DATA SUPPLIED
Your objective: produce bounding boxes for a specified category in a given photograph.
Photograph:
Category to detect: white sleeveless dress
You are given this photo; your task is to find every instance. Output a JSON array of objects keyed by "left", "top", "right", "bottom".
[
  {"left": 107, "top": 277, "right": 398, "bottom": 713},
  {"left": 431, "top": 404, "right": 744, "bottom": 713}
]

TO BE DONE
Copy out the listing above word for word, with every line in its original order.

WRITTEN REPLY
Your objective: produce bounding boxes for a specified category in a given photograph.
Photograph:
Category to detect: white sleeveless dress
You are given this photo; your task is to find every instance. Output a JSON array of objects keyed by "left", "top", "right", "bottom".
[
  {"left": 107, "top": 277, "right": 398, "bottom": 713},
  {"left": 431, "top": 404, "right": 744, "bottom": 713}
]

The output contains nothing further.